§ Directions for this task
Word for word, restate every line of the listing that follows.

§ Data shown
================
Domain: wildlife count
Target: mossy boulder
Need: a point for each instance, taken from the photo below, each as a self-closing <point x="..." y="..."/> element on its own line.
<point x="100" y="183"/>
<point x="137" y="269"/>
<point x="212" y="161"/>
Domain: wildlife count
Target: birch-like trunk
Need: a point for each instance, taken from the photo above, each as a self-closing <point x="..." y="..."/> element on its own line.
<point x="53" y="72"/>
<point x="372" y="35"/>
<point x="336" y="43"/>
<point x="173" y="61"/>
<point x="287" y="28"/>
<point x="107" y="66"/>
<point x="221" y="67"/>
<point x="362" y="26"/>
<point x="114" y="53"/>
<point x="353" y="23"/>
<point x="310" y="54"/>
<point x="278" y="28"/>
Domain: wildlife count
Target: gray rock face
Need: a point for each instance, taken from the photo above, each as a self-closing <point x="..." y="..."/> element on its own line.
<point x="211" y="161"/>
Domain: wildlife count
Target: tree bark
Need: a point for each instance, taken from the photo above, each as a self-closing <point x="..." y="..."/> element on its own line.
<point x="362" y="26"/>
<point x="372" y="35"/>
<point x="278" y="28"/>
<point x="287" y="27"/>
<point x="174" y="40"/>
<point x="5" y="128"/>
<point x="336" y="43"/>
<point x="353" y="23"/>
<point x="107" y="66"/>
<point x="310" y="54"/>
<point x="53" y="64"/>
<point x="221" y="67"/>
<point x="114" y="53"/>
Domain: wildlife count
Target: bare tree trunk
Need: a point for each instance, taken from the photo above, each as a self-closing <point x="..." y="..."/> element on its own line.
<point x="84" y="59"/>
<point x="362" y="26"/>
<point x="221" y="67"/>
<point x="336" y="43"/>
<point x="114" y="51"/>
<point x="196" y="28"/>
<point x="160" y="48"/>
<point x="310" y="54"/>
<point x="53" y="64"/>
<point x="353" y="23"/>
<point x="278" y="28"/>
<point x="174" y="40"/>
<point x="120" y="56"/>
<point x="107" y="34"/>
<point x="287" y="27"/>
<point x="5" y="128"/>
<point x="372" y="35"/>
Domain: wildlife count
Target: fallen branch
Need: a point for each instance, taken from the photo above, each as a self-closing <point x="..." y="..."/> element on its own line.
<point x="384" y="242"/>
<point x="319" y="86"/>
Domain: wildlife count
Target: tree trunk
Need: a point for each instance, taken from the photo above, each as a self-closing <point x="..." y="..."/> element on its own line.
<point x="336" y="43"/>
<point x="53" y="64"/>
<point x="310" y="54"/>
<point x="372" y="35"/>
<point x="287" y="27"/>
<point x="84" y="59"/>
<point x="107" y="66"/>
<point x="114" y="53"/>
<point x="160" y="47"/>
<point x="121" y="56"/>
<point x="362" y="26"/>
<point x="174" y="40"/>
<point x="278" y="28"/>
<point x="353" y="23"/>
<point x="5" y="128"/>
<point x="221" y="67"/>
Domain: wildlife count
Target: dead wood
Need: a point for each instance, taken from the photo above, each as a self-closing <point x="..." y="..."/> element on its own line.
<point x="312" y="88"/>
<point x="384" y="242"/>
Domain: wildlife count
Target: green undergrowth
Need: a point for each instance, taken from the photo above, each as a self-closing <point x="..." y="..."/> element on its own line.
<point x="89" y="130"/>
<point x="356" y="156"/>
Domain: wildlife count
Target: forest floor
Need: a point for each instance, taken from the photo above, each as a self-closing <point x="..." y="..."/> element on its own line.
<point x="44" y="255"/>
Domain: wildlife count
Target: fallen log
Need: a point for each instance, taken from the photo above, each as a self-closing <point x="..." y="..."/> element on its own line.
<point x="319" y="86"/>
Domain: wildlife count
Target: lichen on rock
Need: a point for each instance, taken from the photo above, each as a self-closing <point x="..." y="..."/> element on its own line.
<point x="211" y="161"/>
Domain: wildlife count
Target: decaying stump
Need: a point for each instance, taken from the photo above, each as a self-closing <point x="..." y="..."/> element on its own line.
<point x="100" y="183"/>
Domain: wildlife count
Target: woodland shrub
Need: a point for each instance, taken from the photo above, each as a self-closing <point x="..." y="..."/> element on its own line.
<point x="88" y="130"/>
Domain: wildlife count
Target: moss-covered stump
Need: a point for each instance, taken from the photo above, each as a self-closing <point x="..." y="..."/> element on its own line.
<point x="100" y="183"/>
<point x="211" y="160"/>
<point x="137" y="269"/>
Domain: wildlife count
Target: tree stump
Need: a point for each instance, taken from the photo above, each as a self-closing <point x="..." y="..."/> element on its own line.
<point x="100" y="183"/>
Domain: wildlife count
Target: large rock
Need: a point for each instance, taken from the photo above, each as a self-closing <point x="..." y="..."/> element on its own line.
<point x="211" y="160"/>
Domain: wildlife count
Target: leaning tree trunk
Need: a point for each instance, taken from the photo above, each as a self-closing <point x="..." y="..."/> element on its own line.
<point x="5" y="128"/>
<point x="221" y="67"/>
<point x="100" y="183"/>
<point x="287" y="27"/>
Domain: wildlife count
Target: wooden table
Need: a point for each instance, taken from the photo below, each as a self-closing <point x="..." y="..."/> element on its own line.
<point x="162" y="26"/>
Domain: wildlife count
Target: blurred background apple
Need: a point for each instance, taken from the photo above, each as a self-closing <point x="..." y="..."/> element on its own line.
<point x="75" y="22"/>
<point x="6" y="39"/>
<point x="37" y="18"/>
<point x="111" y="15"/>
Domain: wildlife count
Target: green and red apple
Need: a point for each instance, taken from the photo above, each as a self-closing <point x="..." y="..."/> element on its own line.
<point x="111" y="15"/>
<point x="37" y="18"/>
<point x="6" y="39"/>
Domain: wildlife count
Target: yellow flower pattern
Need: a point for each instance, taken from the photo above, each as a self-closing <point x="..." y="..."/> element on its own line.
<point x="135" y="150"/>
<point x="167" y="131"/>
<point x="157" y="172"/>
================
§ Full answer
Domain: wildlife count
Target: mossy boulder
Need: a point for each instance, taken from the photo below, each as a self-closing <point x="..." y="..."/> element on its own line.
<point x="100" y="183"/>
<point x="137" y="269"/>
<point x="212" y="161"/>
Domain: wildlife count
Target: birch-like trunk
Need: a point for each instance, taken from the photo above, each as a self-closing <point x="..." y="..."/> element on its own line.
<point x="53" y="72"/>
<point x="372" y="35"/>
<point x="336" y="43"/>
<point x="173" y="61"/>
<point x="287" y="28"/>
<point x="107" y="66"/>
<point x="221" y="67"/>
<point x="362" y="26"/>
<point x="114" y="53"/>
<point x="353" y="23"/>
<point x="310" y="54"/>
<point x="278" y="28"/>
Domain: wildlife count
Target: gray rock face
Need: a point for each instance, taken from the photo above, each as a self-closing <point x="..." y="..."/> element on its own line.
<point x="211" y="161"/>
Domain: wildlife count
Target: tree bark
Need: a point for each instance, taken from the photo above, each as a self-closing <point x="..." y="..."/> element on its own line.
<point x="362" y="26"/>
<point x="372" y="35"/>
<point x="278" y="28"/>
<point x="287" y="27"/>
<point x="174" y="40"/>
<point x="5" y="128"/>
<point x="336" y="43"/>
<point x="353" y="23"/>
<point x="107" y="66"/>
<point x="310" y="54"/>
<point x="53" y="64"/>
<point x="221" y="67"/>
<point x="114" y="53"/>
Domain: wildlife count
Target: bare tree trunk
Need: a point for each instance, taken from the photo above, each as a self-closing <point x="..." y="..."/> element on its own line.
<point x="84" y="59"/>
<point x="362" y="26"/>
<point x="221" y="67"/>
<point x="336" y="43"/>
<point x="114" y="51"/>
<point x="196" y="28"/>
<point x="160" y="48"/>
<point x="310" y="54"/>
<point x="53" y="64"/>
<point x="353" y="23"/>
<point x="278" y="28"/>
<point x="174" y="40"/>
<point x="120" y="56"/>
<point x="107" y="34"/>
<point x="287" y="27"/>
<point x="5" y="128"/>
<point x="372" y="35"/>
Domain: wildlife count
Target: fallen branch
Need: a point for each instance, taken from the photo above, each as a self-closing <point x="..." y="..."/> element on its own line.
<point x="384" y="242"/>
<point x="319" y="86"/>
Domain: wildlife count
Target: tree trunk
Need: a point for each instance, taken from the photo above, each as a self-closing <point x="..." y="..."/> element on its own line.
<point x="336" y="43"/>
<point x="53" y="64"/>
<point x="310" y="54"/>
<point x="372" y="35"/>
<point x="287" y="27"/>
<point x="84" y="59"/>
<point x="107" y="66"/>
<point x="114" y="53"/>
<point x="160" y="47"/>
<point x="121" y="56"/>
<point x="362" y="26"/>
<point x="174" y="40"/>
<point x="278" y="28"/>
<point x="353" y="23"/>
<point x="5" y="128"/>
<point x="221" y="67"/>
Domain: wildlife count
Target: dead wood
Need: a point for each instance, taken from the photo above, each as a self-closing <point x="..." y="..."/> element on its own line.
<point x="312" y="88"/>
<point x="384" y="242"/>
Domain: wildlife count
Target: green undergrowth
Need: a point for each instance, taken from the photo above, each as a self-closing <point x="..." y="..."/> element on its own line.
<point x="89" y="130"/>
<point x="356" y="156"/>
Domain: wildlife count
Target: forest floor
Need: a point for each instance, taken from the photo above, each as a self-closing <point x="..." y="..."/> element on its own line.
<point x="44" y="255"/>
Domain: wildlife count
Target: fallen log
Need: a point for each instance, taken from the photo above, each as a self-closing <point x="..." y="..."/> element on its own line.
<point x="319" y="86"/>
Domain: wildlife count
Target: lichen on rock
Need: a point for each instance, taken from the photo above, each as a self-closing <point x="..." y="..."/> element on its own line.
<point x="211" y="161"/>
Domain: wildlife count
Target: decaying stump
Need: a point for each instance, taken from the photo above, each as a self-closing <point x="..." y="..."/> element on its own line.
<point x="100" y="183"/>
Domain: wildlife count
Target: woodland shrub
Need: a point for each instance, taken from the photo above, each as a self-closing <point x="..." y="..."/> element on its own line.
<point x="88" y="130"/>
Domain: wildlife count
Target: moss-covered stump
Need: a point for each instance, taken from the photo above, each as a self-closing <point x="..." y="..."/> element on its own line.
<point x="100" y="183"/>
<point x="211" y="160"/>
<point x="137" y="269"/>
Domain: wildlife count
Target: tree stump
Need: a point for each instance, taken from the photo above, each as a self-closing <point x="..." y="..."/> element on its own line.
<point x="100" y="183"/>
Domain: wildlife count
Target: large rock
Need: a point for each instance, taken from the photo above, each as a self-closing <point x="..." y="..."/> element on its own line.
<point x="211" y="160"/>
Domain: wildlife count
Target: leaning tree trunk
Need: a point for each instance, taken from the photo above, each as a self-closing <point x="..." y="..."/> element on its own line.
<point x="5" y="128"/>
<point x="221" y="67"/>
<point x="100" y="183"/>
<point x="287" y="27"/>
Domain: wildlife count
Target: wooden table
Need: a point for each instance, taken from the photo below, each as a self-closing <point x="..." y="..."/> element on its own line.
<point x="162" y="26"/>
Domain: wildlife count
Target: blurred background apple
Need: a point for each instance, taken from the photo above, each as a self-closing <point x="..." y="..."/> element on its own line.
<point x="75" y="22"/>
<point x="6" y="39"/>
<point x="37" y="18"/>
<point x="111" y="15"/>
Domain: wildlife count
Target: green and red apple
Need: a point for each instance, taken from the photo above, each as a self-closing <point x="..." y="..."/> element on its own line.
<point x="111" y="15"/>
<point x="37" y="18"/>
<point x="6" y="39"/>
Domain: wildlife count
Target: yellow flower pattern
Need: a point for each instance, taken from the photo above, each as a self-closing <point x="..." y="..."/> element on its own line.
<point x="135" y="150"/>
<point x="167" y="131"/>
<point x="157" y="172"/>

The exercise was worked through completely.